---- RECORDS FOR THE EXERCISE
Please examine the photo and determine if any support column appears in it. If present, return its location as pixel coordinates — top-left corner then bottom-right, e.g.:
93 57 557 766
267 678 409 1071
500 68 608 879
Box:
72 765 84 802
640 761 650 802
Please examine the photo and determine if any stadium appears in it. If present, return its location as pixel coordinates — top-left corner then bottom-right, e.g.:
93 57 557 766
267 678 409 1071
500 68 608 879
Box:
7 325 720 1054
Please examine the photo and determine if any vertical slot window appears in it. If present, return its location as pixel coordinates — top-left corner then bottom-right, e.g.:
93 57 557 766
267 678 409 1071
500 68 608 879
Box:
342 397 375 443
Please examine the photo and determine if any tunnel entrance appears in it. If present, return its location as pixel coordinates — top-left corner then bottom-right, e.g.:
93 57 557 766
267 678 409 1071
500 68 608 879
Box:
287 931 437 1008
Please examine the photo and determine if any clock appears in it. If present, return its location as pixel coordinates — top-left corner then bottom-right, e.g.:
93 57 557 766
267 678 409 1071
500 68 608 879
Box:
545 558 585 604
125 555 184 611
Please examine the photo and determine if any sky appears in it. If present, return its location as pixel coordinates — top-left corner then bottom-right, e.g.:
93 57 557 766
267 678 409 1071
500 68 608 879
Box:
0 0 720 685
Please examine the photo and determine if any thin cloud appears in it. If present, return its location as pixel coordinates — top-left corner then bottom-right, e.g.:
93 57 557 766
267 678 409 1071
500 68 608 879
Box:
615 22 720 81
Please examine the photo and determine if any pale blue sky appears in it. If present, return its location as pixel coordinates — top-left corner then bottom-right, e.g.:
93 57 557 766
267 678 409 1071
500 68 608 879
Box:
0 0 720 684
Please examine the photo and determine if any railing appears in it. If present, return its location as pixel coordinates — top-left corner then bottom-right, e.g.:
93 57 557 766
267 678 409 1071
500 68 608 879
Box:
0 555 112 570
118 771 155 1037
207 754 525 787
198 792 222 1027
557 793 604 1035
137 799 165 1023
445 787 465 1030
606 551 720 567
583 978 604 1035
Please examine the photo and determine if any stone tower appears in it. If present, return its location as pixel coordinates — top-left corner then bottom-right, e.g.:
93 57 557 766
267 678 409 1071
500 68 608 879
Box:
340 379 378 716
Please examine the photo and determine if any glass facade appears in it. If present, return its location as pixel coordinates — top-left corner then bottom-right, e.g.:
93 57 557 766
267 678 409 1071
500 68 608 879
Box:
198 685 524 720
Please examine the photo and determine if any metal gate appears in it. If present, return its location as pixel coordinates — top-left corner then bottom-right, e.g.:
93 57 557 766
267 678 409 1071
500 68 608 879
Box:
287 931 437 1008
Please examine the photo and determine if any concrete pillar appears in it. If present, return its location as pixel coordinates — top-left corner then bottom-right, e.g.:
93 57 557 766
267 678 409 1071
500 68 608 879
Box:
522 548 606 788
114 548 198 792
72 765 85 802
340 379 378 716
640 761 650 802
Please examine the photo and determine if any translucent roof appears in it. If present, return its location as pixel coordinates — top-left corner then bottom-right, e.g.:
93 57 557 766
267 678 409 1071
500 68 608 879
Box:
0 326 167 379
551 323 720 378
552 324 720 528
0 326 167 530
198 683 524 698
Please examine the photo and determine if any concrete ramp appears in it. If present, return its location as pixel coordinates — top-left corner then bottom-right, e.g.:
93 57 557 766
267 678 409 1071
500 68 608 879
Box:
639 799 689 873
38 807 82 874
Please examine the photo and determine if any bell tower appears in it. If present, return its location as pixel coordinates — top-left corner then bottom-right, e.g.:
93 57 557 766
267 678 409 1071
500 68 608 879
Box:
--------
— INSTRUCTION —
Copy out the entries word for word, from the line that contains "Please examine the photo and determine if any bell" through the end of the entries, both ends included.

— EXERCISE RESULT —
Please examine the photo and determine if any bell tower appears in it. If present, return its location as pixel coordinates — top-left corner then bottom-right, e.g.:
93 57 557 766
267 678 409 1071
500 68 608 879
Box:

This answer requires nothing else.